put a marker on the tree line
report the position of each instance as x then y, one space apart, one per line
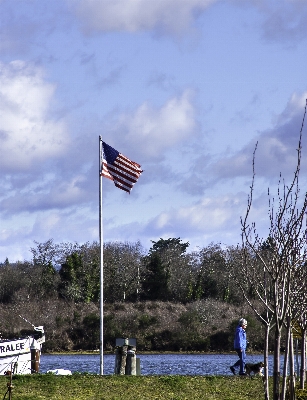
167 272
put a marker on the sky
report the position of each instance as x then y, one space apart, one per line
186 88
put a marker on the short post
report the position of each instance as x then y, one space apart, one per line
35 360
125 359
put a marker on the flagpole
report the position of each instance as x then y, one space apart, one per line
101 256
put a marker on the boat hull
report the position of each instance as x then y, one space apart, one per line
20 356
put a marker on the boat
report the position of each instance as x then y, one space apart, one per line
22 355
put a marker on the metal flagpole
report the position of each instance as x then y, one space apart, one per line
101 256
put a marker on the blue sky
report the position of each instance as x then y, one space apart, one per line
184 87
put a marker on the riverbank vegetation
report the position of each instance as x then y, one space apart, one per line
167 298
85 387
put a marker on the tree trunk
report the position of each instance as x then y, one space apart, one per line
276 373
292 373
285 369
303 359
266 364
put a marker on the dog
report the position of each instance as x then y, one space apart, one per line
256 369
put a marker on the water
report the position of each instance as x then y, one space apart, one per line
153 364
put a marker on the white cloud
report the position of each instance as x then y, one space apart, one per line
276 151
27 134
153 130
164 16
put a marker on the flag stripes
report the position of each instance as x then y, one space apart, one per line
119 168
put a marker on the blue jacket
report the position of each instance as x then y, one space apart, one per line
240 339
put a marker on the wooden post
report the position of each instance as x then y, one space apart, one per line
35 359
131 361
125 359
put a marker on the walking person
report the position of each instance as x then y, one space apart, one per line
240 343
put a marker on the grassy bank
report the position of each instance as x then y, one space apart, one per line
90 387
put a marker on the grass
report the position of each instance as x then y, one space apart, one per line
171 387
95 387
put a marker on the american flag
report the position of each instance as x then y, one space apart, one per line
119 168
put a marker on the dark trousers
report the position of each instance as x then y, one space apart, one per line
241 362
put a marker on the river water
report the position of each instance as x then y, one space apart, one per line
153 364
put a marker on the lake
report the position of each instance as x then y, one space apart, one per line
151 364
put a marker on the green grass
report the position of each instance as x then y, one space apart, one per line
95 387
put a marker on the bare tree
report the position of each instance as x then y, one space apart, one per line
286 251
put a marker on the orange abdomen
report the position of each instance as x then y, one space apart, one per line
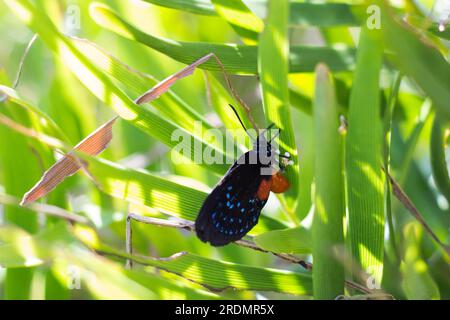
279 183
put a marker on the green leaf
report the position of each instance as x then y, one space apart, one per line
220 275
364 159
169 104
235 58
293 241
273 52
328 237
417 57
104 88
158 192
239 16
314 14
439 168
194 6
418 284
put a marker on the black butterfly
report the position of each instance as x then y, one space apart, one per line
232 209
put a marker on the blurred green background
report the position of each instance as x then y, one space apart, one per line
396 80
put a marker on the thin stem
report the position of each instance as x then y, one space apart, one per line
190 226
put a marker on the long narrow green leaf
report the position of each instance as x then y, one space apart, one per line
235 58
221 275
417 281
432 73
273 52
157 192
238 15
328 272
293 241
438 160
169 103
315 14
363 159
111 281
104 88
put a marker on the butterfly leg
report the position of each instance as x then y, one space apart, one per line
181 224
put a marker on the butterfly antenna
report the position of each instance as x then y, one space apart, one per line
240 121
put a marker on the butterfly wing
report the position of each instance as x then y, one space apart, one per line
232 209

_ _ _ _ _

Work task: From start to finish, output the listing exactly, but omit its pictures.

Output below:
put a marker on the tree line
report the position of each instance as x then y, one space apart, one per line
167 272
put a marker on the sky
report the position of each instance as x then y, one space apart, one per line
186 88
put a marker on the short post
report the position of each instance as x then y, one space apart, one per line
35 360
125 359
put a marker on the flagpole
report the position of each instance as x then y, one space apart, one per line
101 256
put a marker on the boat hull
report the position of each instance as x then y, one space apart, one per line
20 356
put a marker on the boat
report the position of each instance as x then y, one space apart, one per line
22 355
put a marker on the metal flagpole
report the position of each instance as x then y, one space apart, one per line
101 256
put a marker on the blue sky
report the position of each instance as x then y, one space apart, one per line
184 87
put a marker on the riverbank vegetation
report the position of each instance as x then y, one space apart, one per line
167 298
85 387
put a marker on the tree trunk
report the position of each instance as x then y, one space apart, one per line
276 373
292 373
285 369
303 359
266 364
put a marker on the dog
report the position of each instance as x then y, one space apart, one per line
256 369
put a marker on the water
report the position of each instance as x then y, one space apart, one per line
153 364
put a marker on the white cloud
report the position of each instance as x then y, one space apart, one per line
276 151
27 134
153 130
164 16
put a marker on the flag stripes
report the position of each instance as x then y, one space apart, one per line
119 168
put a marker on the blue jacket
report the position of each instance as x then y, one space apart, one per line
240 339
put a marker on the wooden post
report the position of each instance as x then y, one space apart, one per line
35 359
131 361
125 359
put a marker on the walking person
report the position of each instance as x then y, one space apart, one per line
240 343
put a marker on the grassy bank
report the position of each instance as x then y, one space apart, one per line
90 387
put a marker on the grass
report the position of each instance as x then y, one space apart, one per line
171 387
95 387
put a marker on the american flag
report the position of each instance as x then y, one space apart, one per line
119 168
put a marker on the dark trousers
report the position of each instance as x then y, one space apart, one per line
241 362
put a marker on the river water
report the position of each instance as x then y, one space apart, one per line
153 364
put a marker on the lake
report the position of each instance as x then y, one space apart, one per line
151 364
put a marker on the green grass
report the position of each instance as x then y, one space apart, one per line
95 387
put a marker on the bare tree
report the position of each instance as x then y, one space apart, one per line
286 251
put a marker on the orange abdomen
report the position of each instance as x then y, one space apart, one per line
279 183
put a marker on the green leaf
report the position of each instance as x then y, one space apart, one per line
220 275
364 159
169 104
235 58
293 241
273 52
328 237
417 57
104 88
158 192
239 16
314 14
439 168
194 6
418 284
put a marker on the black butterfly
report the position of each instance as x then y, one space apart, one per line
232 209
put a marker on the blurred green background
report the position of each instance as x then y, one space apart, one per line
396 80
put a marker on the thin stem
report the position of each instance as x then y, one space apart, one per line
190 226
put a marker on the long narrow green leaf
report the position of each instance as x then y, one space apart, one per line
235 58
221 275
417 281
432 73
273 52
157 192
238 15
328 272
293 241
438 160
169 103
315 14
363 159
111 281
104 88
put a marker on the butterfly leg
report the position of each instance as x then y, one space apart, one per line
181 224
put a marker on the butterfly antenna
report the position of each instance as x then y, one space apart, one per line
240 121
put a marker on the butterfly wing
report the position of each instance as x then y, one space apart, one per line
232 209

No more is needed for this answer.